* _EXERCISE INSTRUCTIONS_:
**1)** Answer these from the interview excerpt on gender-based violence:
(a) In which city is Counselling Psychologist Thabo Monyatsi based?
(b) According to the excerpt, what does GBV generally refer to?
(c) What four kinds of issues can GBV result from?
**2)** From the interview excerpt on gender-based violence, extract the stretch from "The empowerment of" through "violent against women?".

The empowerment of women both in the home and in the workplace has been met with mixed reactions by men. Experts say some men feel intimidated at the prospect of having women on an equal footing with them or holding decision making positions at work, while others find the whole idea impractical either on cultural or religious grounds. This has resulted in some men turning physical against women as they try to correct what they believe is a social mishap, a situation that has seen an increase in cases of gender based violence in most communities. The Weekly’s Martin Makoni discusses the matter at length with Bloemfontein based Counselling Psychologist Thabo Monyatsi. Excerpts:
What do you think is frustrating men resulting in them turning violent against women?
I think it’s important to note that gender-based violence (GBV) is not the same as the general violence that you see in different communities and societies. GBV generally refers to men being violent towards women, or women being violent towards men. But when you talk about general societal violence, it’s where you find people generally – whether at home or in the society – just being generally violent towards each other. The causes for the two are quite different from each other. If you look at GBV specifically, it can be as a result of economic, political, constitutional or social issues.
If you can please elaborate on those aspects you have just mentioned, how do they affect the way men and women relate?

* _PROVIDED INFORMATION_:
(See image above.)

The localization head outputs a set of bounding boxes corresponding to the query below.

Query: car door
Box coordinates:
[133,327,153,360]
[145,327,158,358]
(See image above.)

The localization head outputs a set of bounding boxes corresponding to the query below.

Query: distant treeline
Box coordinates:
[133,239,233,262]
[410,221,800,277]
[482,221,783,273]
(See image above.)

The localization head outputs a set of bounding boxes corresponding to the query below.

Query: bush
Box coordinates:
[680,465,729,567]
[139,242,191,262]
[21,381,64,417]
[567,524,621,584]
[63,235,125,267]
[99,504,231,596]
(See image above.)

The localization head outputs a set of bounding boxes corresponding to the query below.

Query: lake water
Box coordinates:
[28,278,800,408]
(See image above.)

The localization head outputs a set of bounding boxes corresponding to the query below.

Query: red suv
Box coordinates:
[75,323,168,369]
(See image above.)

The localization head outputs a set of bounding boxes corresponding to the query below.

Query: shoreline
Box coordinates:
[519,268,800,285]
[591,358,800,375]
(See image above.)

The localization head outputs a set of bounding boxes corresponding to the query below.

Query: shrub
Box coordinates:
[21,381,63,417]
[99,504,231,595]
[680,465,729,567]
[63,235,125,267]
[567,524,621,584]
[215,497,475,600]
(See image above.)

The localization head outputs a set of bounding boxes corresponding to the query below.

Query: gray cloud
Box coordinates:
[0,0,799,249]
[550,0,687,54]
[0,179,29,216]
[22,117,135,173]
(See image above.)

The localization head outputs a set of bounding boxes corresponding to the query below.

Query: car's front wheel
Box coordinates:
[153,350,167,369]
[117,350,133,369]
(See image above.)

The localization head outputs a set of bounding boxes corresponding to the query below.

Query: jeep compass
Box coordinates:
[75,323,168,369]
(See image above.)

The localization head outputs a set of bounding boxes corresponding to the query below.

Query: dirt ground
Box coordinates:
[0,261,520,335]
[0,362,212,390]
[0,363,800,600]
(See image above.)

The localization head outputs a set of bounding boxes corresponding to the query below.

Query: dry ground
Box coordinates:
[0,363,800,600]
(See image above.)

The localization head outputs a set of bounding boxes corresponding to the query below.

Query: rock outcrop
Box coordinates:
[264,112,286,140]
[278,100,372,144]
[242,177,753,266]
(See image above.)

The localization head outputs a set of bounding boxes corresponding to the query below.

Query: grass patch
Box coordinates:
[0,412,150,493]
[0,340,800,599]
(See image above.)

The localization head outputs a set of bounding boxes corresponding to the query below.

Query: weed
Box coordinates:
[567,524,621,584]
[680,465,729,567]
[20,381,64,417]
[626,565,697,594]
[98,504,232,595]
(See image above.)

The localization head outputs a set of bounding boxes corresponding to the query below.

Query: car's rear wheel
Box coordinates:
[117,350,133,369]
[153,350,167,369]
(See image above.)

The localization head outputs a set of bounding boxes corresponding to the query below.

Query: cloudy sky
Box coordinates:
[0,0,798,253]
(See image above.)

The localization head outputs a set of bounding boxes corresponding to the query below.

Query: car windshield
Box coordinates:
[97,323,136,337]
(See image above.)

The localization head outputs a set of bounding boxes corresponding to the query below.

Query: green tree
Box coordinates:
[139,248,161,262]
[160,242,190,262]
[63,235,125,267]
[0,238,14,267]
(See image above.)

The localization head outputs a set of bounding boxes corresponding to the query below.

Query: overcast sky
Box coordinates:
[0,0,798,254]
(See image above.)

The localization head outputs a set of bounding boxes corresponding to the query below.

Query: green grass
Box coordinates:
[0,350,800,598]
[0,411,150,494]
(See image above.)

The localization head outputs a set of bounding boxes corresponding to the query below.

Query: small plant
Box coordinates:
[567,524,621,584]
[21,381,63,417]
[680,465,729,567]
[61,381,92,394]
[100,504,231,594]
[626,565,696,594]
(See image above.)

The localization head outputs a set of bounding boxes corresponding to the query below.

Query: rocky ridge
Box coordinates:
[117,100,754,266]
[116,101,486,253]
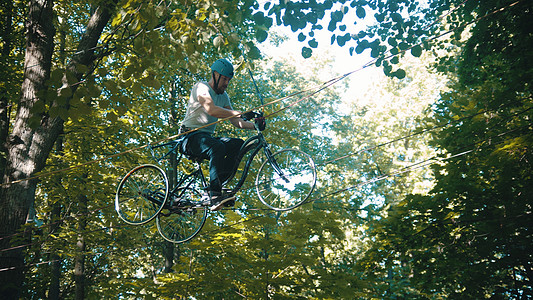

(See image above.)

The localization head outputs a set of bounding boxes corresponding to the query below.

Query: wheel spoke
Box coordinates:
[256,149,316,211]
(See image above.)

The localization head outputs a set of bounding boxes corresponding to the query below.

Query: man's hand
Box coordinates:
[241,111,259,121]
[255,115,266,131]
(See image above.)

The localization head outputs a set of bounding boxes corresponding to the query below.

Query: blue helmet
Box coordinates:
[211,58,233,79]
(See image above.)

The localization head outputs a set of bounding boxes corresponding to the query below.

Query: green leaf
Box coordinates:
[411,45,422,57]
[392,69,406,79]
[213,35,224,49]
[355,6,366,19]
[255,29,268,43]
[302,47,313,58]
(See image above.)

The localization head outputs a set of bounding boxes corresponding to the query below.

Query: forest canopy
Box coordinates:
[0,0,533,299]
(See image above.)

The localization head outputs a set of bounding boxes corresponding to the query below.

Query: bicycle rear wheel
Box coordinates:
[255,149,316,211]
[115,165,168,225]
[156,187,207,244]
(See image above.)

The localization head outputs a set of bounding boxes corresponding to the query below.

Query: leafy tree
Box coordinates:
[359,1,532,299]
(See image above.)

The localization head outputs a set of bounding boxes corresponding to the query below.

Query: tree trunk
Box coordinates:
[0,0,54,299]
[0,0,117,299]
[74,195,88,300]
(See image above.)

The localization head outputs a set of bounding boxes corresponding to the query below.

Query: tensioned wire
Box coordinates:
[0,1,529,250]
[0,0,523,187]
[0,123,532,272]
[0,0,529,264]
[0,1,520,241]
[0,107,520,252]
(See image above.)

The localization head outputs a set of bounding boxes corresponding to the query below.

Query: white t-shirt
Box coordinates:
[182,81,232,134]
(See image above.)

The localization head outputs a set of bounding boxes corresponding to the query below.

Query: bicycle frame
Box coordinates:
[152,131,284,197]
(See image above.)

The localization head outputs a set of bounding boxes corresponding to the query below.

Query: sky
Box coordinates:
[259,4,383,103]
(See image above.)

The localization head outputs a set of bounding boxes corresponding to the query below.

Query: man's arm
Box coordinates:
[198,95,255,129]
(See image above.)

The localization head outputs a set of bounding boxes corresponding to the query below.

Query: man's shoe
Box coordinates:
[209,195,235,211]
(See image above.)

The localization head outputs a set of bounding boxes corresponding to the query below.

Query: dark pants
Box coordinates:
[186,132,244,195]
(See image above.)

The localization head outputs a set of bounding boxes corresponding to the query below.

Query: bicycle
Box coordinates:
[115,115,316,243]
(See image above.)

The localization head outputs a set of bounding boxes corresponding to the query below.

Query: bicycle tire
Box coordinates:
[115,165,168,225]
[156,187,207,244]
[255,149,316,211]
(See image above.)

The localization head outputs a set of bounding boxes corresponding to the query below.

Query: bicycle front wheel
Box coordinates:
[156,187,207,244]
[115,165,168,225]
[255,149,316,211]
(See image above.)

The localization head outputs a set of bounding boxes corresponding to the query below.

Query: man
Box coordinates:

* _COMPLETED EXERCISE_:
**1)**
(a) Bloemfontein.
(b) Men being violent towards women, or women being violent towards men.
(c) Economic, political, constitutional or social issues.

**2)**
The empowerment of women both in the home and in the workplace has been met with mixed reactions by men. Experts say some men feel intimidated at the prospect of having women on an equal footing with them or holding decision making positions at work, while others find the whole idea impractical either on cultural or religious grounds. This has resulted in some men turning physical against women as they try to correct what they believe is a social mishap, a situation that has seen an increase in cases of gender based violence in most communities. The Weekly’s Martin Makoni discusses the matter at length with Bloemfontein based Counselling Psychologist Thabo Monyatsi. Excerpts:
What do you think is frustrating men resulting in them turning violent against women?